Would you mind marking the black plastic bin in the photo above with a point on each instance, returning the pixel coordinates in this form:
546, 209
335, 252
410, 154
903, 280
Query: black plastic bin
-------------------------
**About this exercise**
Starting with the first record, copy everything through the final one exactly.

**Result for this exercise**
Would you mind marking the black plastic bin in the photo above with a point on each instance, returning the pixel coordinates in this form:
546, 209
335, 252
410, 154
903, 280
Query: black plastic bin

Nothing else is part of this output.